A z jakiej to racji mamy mają urządzać córkom jakies obleśne święto z okazji pierwszej miesiączki i w dodatku gadać z nimi o seksie?
Co to za prawackie klisze żeby obciążać tkimi sprawami rodzinę i za całe zło winna jest oczywiście... rodzina?
O seksie ma uczyć SZKOŁA nie MAMA!!!
jest zawsze tyle niedomowien, sensacji etc., a potem budzi sie w niektorych cholera wie co ?. Moze to wina zbyt konserwatywnego wychowania.
Szkoła owszem, powinna, ale tylko dlatego, że matki są nieodpowiedzialne i tego nie robią.
Ja bym poszła dalej, kolego.
W ogóle: gdyby matki były odpowiedzialne, to szkoła by nie była potrzebna.
Do czego to podobne, żeby matka własnego dzieciaka nie potrafiła wykształcić.
Czym uboższe społeczeństwo, tym terror piękności większy.
Patriarchat nadal rządzi, ale przy pomocy mechanizmow wolnego rynku - to interesująca teza. Tak, można przyjąć taką diagnozę opisanej rzeczywistosci, w ktorej znalazły sie 'galerianki'.
Anna Zawadzka pisze o braku alternatywnych wzorców, ale takich, ktore dając wolność i niezależność są jednoczesnie atrakcyjne dla młodych osób. Rzeczywiscie pojawiaja się ważne kwestie/problemy dotyczace wychowywania i kształtowania postaw młodego pokolenia - okazuje się, ze zarowno dom/rodzice jak i szkoła ( przesiąknieta zreszta spolegliwym wobec kościoła sposobem wychowywania młodzieży)nie sa w stanie sprostać pojawiającym sie nowym problemom...
sugerujesz, że problem galerianek bierze się stąd, że szkoła jest za bardzo spolegliwa wobec kościoła?
"Anna Zawadzka pisze o braku alternatywnych wzorców, ale takich, ktore dając wolność i niezależność są jednoczesnie atrakcyjne dla młodych osób" - czyli o wzorcu pracowania przez kobietę, a nie bycia utrzymywaną przez mężczyznę - jaki by on tam nie był i na jakich by to zasadach się nie odbywało - małżeństwa, zwykłej prostytucji? Potwierdzam, dla wielu kobiet po prostu nie jest to atrakcyjny wzorzec.
do czego to doszło: kwartalnik dotąd słynący jedynie/aż z mieszanki liberalno-neostalinowskiej (np. unikalnej w skali współczesnej lewicy apologia "frontu ludowego w obronie demokracji przed faszyzmem" :-) przeszedł sam siebie i najwidoczniej rozpoczął reprodukcję AWS-owskiej doktryny "rodziny na swoim".

Polecenie> Proszę podać, o czym według fragmentu strony pisze Anna Zawadzka. Rekordy pochodzą z innego źródła.

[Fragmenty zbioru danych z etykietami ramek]

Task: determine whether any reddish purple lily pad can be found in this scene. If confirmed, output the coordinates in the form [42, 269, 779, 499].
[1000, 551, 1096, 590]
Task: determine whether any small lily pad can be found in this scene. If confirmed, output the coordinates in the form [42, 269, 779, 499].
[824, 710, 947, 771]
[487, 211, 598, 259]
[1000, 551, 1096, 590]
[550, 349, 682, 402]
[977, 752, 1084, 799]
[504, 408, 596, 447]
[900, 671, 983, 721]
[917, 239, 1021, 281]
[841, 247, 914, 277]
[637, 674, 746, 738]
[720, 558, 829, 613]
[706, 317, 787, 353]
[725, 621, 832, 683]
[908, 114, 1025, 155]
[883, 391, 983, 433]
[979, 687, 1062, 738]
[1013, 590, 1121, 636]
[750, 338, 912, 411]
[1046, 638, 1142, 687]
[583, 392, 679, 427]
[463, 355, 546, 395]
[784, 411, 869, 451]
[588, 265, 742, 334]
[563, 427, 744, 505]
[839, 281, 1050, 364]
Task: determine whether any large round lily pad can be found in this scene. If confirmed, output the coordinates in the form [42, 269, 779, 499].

Wynik ćwiczenia> O braku alternatywnych wzorców, które dają wolność i niezależność, a jednocześnie są atrakcyjne dla młodych osób.